Without the interprocess::lock() and unlock() calls, the above code would be a race condition with a high probability of creating a corrupted HDF5 file.

Advanced Topic: Single-Writer/Multiple-Reader (SWMR)

HDF5 offers a specific feature for the “one writer, many readers” scenario called SWMR. This allows one process to write to a file while multiple other processes read from it, without the readers needing to constantly re-open the file.

Currently, h5lite does not provide an explicit API to enable or use SWMR mode. This is an advanced feature that requires careful setup of file access properties. For use cases requiring SWMR, a lower-level R package like rhdf5 or hdf5r would be more appropriate.

Summary of Recommendations

Scenario	Environment	Safety	`h5lite` Action	Best Practice
Concurrent Reads	Multi-threaded	Safe	`h5_read()`	No special action needed.
Concurrent Reads	Multi-process	Safe	`h5_read()`	Safe as long as no process is writing.

* **Given task 1**:
Do the following statements agree with the HDF5 concurrency text? Answer yes or no for each, and quote the words of the text that decide it.
(a) h5lite offers an explicit API for turning on SWMR mode.
(b) With SWMR, readers do not have to keep re-opening the file.
(c) Concurrent reads in a multi-threaded environment call for special action.
* **Given task 2**:
Extend the HDF5 concurrency text, picking up right after its final line.

* **Entries**:
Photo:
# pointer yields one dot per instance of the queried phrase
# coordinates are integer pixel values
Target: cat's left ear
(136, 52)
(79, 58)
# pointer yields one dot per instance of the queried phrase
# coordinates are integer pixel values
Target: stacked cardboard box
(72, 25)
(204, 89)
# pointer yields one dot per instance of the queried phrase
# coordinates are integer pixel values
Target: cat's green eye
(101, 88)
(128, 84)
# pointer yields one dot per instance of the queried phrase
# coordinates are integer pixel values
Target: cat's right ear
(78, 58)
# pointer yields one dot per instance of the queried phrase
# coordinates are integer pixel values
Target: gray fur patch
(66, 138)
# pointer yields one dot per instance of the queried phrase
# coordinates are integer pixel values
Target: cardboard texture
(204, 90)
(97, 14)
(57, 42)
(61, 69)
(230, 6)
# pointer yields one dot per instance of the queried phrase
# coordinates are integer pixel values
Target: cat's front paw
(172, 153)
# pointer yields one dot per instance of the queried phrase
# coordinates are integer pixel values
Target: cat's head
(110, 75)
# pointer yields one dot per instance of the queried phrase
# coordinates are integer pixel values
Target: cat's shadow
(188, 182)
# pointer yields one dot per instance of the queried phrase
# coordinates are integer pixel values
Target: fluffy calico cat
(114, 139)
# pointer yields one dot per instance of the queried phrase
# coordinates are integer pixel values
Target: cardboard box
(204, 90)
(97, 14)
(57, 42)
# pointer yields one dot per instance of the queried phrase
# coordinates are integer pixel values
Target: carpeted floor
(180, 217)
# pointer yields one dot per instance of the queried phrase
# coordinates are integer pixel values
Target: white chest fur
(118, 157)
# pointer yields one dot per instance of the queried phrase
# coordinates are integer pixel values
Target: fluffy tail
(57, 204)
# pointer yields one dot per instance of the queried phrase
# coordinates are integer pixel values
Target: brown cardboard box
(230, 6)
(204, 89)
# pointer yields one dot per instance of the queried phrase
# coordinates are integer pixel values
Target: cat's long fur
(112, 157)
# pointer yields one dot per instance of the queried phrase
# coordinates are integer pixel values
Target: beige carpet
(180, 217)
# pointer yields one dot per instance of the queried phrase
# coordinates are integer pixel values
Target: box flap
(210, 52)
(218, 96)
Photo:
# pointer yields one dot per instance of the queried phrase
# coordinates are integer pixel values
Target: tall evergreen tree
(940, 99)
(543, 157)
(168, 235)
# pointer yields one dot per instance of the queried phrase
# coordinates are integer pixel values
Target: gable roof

* **Answer 1**:
(a) No: "Currently, h5lite does not provide an explicit API to enable or use SWMR mode."
(b) Yes: "without the readers needing to constantly re-open the file."
(c) No: "No special action needed."

* **Answer 2**:
Concurrent Writes	Multi-threaded	Safe	`h5_write()`	Safe, but writes are serialized. Write to unique datasets.
Concurrent Writes	Multi-process	UNSAFE	`h5_write()`	Must use an external lock (e.g., `interprocess`).
Mixed Read/Write	Multi-process	UNSAFE	`h5_read()`/`h5_write()`	Must use an external lock for the writer.

References

The HDF5 Group. (2024). Thread-safety in the HDF5 Library. [Online]. Available: https://docs.hdfgroup.org/hdf5/v1_14/develop/threadsafe.html
The HDF5 Group. (2024). Concurrent Access to HDF5 Files. [Online]. Available: https://docs.hdfgroup.org/hdf5/v1_14/develop/conc_access.html

# Clean up the temporary file
unlink(file)